(Spatial localization data)
>>

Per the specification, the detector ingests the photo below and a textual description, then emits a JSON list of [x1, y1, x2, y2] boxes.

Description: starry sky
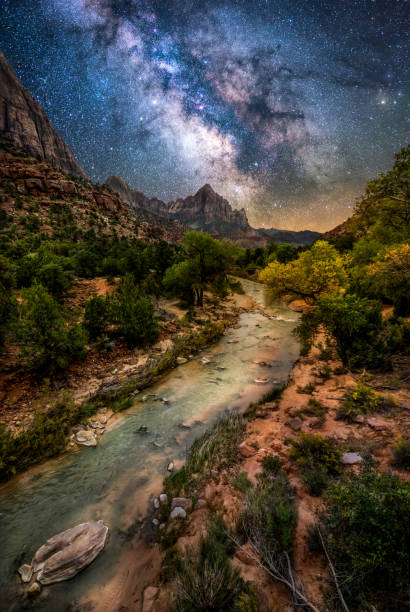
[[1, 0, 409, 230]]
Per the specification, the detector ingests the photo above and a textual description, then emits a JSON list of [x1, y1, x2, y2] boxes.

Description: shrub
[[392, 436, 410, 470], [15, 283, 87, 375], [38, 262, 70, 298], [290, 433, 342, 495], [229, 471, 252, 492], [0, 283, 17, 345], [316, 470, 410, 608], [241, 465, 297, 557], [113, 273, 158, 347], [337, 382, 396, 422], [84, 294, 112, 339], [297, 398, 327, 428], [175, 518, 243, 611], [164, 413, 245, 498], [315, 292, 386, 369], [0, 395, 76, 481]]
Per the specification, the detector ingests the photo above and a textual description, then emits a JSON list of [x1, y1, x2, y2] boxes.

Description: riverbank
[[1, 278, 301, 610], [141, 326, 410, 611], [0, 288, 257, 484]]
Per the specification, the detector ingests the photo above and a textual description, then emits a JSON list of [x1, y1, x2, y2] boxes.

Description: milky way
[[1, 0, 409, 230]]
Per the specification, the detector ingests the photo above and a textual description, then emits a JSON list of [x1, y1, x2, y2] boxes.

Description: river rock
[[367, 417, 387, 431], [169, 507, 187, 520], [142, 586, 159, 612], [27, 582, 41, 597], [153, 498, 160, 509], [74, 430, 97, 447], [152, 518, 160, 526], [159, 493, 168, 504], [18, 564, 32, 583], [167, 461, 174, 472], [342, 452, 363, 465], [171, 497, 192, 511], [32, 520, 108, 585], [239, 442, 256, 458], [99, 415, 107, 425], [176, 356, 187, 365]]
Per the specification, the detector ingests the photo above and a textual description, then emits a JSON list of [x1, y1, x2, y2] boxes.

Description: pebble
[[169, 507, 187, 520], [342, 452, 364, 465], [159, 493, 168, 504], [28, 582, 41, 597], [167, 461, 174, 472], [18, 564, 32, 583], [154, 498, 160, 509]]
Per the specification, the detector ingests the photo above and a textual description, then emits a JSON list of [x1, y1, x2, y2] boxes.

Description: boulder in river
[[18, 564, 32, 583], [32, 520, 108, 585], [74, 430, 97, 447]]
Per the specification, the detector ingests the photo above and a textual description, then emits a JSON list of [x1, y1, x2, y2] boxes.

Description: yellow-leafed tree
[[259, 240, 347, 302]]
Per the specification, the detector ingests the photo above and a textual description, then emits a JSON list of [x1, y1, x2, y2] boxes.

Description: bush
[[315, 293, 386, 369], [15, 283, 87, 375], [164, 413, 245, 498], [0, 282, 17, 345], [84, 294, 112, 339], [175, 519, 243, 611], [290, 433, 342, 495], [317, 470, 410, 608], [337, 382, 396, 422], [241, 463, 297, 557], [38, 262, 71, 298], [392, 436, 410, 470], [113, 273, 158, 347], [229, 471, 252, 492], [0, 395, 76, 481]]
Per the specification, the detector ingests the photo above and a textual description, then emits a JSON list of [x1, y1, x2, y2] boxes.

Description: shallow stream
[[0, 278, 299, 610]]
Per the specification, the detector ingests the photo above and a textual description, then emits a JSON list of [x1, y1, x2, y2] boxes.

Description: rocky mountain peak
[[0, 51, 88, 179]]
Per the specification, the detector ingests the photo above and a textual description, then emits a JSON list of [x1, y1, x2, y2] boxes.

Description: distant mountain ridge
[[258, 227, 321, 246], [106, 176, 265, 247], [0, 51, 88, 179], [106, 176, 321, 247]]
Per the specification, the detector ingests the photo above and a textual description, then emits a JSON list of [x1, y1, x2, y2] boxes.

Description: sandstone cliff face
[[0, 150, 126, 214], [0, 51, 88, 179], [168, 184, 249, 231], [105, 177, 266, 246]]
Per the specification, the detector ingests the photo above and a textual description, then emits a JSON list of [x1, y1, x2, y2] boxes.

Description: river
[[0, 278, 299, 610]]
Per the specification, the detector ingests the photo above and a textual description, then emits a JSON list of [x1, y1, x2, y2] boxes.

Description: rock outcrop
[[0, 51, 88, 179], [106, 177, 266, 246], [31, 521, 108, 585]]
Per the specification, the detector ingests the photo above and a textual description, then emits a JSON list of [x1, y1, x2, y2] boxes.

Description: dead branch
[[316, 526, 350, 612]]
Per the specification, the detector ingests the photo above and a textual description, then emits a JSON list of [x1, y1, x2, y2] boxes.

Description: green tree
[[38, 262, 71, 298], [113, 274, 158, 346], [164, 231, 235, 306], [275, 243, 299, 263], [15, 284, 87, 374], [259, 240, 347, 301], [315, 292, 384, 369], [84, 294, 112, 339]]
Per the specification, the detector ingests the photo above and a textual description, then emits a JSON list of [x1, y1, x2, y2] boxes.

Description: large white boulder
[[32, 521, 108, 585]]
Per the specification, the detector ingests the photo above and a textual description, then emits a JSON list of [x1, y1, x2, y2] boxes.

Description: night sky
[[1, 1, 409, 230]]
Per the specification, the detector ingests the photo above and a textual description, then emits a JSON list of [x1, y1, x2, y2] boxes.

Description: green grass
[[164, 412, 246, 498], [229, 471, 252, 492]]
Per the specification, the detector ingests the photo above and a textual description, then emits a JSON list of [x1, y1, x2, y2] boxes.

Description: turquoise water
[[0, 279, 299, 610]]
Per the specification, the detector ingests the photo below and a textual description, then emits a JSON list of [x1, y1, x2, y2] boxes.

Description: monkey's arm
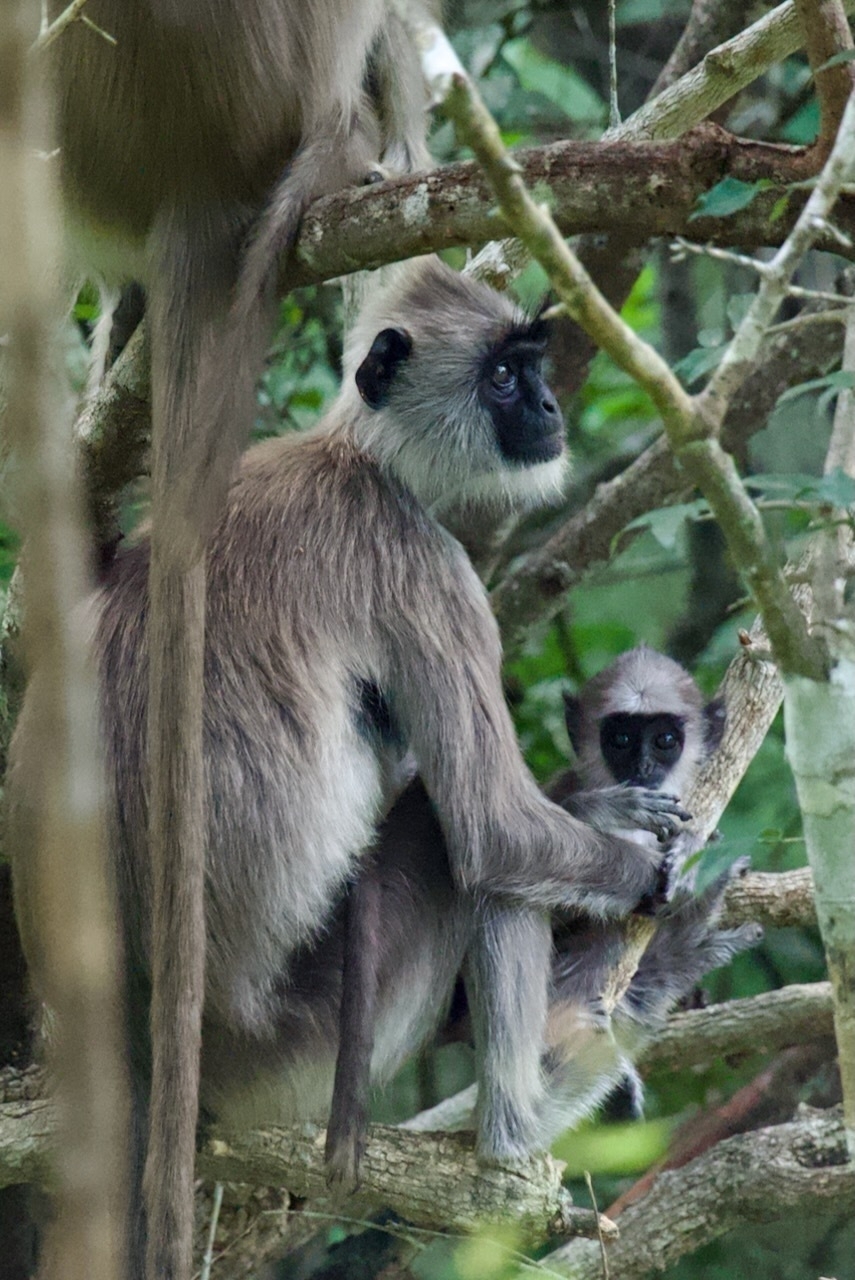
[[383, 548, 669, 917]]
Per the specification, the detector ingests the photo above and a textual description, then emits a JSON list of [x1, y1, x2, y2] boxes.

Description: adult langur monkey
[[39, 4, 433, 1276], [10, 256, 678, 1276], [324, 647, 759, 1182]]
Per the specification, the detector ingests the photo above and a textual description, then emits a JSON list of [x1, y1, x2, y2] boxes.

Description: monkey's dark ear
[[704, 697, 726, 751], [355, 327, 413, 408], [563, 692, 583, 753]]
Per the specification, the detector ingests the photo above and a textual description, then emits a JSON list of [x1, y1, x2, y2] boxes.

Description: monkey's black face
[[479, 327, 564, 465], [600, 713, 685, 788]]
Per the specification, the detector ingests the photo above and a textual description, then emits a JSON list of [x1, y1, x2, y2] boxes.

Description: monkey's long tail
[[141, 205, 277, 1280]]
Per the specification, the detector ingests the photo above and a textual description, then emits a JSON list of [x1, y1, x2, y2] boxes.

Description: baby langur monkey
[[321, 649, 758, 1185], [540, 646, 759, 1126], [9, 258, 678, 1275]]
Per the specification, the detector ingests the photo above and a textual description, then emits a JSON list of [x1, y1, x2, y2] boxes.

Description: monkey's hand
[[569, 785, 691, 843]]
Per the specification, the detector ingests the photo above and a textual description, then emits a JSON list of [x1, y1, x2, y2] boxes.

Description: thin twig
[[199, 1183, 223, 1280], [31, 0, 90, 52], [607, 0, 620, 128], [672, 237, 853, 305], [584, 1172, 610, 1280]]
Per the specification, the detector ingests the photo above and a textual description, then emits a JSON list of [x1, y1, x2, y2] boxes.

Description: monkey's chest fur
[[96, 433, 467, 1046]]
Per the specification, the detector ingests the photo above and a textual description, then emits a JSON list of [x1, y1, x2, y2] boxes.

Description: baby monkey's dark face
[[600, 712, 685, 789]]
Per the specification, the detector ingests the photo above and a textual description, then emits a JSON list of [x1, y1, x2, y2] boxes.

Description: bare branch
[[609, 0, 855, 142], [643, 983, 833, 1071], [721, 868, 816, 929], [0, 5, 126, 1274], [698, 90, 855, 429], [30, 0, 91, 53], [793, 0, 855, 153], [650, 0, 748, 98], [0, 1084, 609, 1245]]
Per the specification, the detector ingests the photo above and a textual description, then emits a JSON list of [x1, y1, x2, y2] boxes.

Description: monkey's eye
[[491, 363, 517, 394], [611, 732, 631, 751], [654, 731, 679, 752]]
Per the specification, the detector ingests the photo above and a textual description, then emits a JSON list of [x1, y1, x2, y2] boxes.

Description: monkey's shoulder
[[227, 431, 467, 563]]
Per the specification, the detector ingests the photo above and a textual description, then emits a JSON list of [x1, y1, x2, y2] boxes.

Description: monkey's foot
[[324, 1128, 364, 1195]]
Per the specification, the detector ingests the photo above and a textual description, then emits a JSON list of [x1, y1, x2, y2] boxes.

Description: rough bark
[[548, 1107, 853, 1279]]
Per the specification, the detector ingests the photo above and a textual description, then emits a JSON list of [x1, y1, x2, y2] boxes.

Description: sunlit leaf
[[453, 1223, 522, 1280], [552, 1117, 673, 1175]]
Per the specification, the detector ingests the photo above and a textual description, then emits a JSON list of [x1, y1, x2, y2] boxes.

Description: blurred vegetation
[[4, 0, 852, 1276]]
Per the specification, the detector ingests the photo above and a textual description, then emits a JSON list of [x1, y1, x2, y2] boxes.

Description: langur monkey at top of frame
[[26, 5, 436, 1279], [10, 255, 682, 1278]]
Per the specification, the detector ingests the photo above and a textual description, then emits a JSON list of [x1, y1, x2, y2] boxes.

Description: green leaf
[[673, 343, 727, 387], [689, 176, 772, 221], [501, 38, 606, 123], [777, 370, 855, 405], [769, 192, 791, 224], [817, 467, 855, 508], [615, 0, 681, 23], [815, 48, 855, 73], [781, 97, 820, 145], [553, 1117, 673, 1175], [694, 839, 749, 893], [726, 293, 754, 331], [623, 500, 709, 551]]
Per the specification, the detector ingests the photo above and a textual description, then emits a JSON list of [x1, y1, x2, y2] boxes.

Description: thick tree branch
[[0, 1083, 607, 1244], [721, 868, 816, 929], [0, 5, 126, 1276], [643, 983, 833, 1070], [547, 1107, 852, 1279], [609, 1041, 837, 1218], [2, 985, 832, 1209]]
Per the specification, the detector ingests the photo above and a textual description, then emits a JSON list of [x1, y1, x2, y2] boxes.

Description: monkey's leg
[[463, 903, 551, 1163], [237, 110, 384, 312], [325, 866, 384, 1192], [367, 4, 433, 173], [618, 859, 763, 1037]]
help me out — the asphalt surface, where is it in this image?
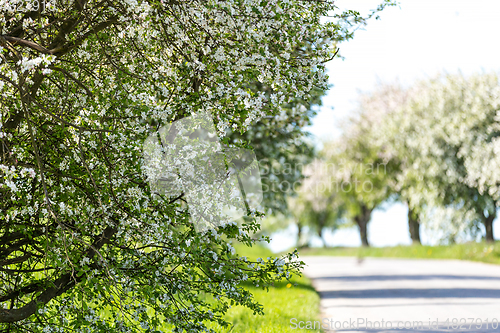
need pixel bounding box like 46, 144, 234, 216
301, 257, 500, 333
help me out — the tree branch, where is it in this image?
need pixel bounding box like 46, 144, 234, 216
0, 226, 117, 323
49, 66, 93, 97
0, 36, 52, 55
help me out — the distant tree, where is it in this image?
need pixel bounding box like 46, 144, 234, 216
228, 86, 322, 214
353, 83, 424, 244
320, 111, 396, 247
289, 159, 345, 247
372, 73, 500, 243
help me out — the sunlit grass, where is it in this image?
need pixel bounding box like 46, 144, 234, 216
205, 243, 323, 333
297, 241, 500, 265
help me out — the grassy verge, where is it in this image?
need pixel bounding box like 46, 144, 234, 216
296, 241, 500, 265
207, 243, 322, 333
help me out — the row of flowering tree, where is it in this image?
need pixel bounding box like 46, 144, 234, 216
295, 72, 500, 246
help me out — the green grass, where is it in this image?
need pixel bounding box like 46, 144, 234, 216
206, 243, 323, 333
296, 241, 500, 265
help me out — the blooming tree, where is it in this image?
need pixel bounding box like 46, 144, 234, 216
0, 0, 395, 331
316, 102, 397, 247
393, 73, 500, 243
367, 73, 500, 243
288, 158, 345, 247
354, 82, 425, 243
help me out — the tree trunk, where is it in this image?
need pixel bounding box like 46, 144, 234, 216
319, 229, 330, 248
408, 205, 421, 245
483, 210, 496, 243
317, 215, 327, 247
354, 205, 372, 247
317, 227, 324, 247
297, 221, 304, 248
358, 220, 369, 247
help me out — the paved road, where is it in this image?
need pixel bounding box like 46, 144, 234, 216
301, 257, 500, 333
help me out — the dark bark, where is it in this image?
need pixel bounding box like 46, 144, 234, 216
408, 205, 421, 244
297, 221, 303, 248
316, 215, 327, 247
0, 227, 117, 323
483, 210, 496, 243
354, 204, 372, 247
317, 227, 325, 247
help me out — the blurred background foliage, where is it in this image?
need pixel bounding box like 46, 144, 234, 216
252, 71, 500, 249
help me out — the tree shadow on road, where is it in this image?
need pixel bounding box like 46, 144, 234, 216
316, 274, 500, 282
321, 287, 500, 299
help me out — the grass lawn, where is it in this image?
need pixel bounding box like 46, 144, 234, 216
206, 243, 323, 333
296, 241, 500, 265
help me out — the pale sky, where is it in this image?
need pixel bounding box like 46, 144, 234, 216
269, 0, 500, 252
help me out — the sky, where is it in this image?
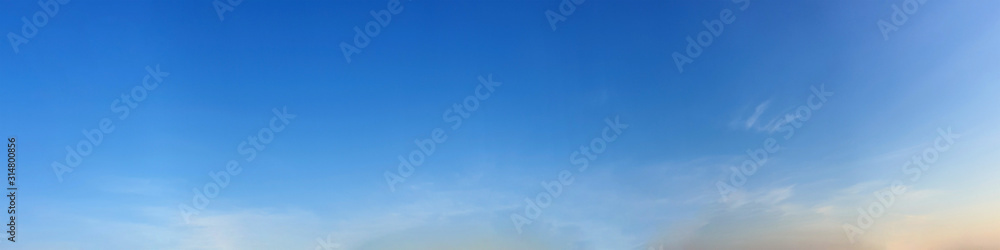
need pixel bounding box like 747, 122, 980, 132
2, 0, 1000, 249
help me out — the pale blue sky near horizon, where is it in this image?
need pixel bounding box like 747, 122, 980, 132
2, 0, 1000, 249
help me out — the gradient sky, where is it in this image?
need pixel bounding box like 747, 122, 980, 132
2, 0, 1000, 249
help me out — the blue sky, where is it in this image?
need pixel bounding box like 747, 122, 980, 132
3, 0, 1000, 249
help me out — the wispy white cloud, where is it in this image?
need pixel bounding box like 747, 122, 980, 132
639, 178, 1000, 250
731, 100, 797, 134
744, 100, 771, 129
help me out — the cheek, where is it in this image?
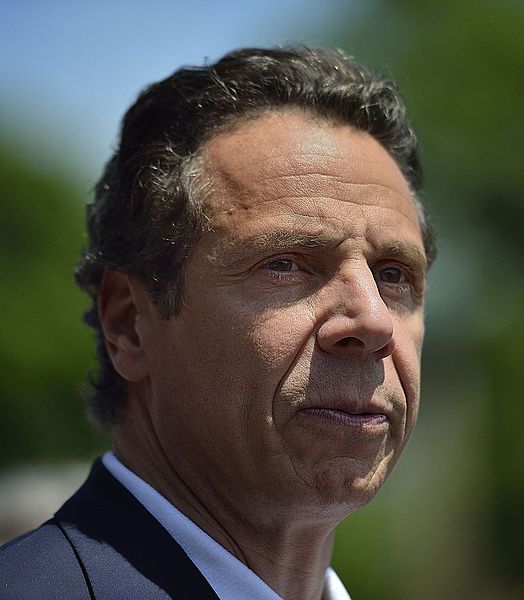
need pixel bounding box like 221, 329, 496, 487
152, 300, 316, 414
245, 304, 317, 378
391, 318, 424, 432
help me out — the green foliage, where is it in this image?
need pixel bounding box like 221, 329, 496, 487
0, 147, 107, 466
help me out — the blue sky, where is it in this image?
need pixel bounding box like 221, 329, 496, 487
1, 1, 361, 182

<<

What to produce — In the entries above, which lines hold the string "pale"? Report all of them.

Solution to this problem —
help me out — the pale sky, where is it in this image?
help me out — the pale blue sky near horizon, where is it in this image?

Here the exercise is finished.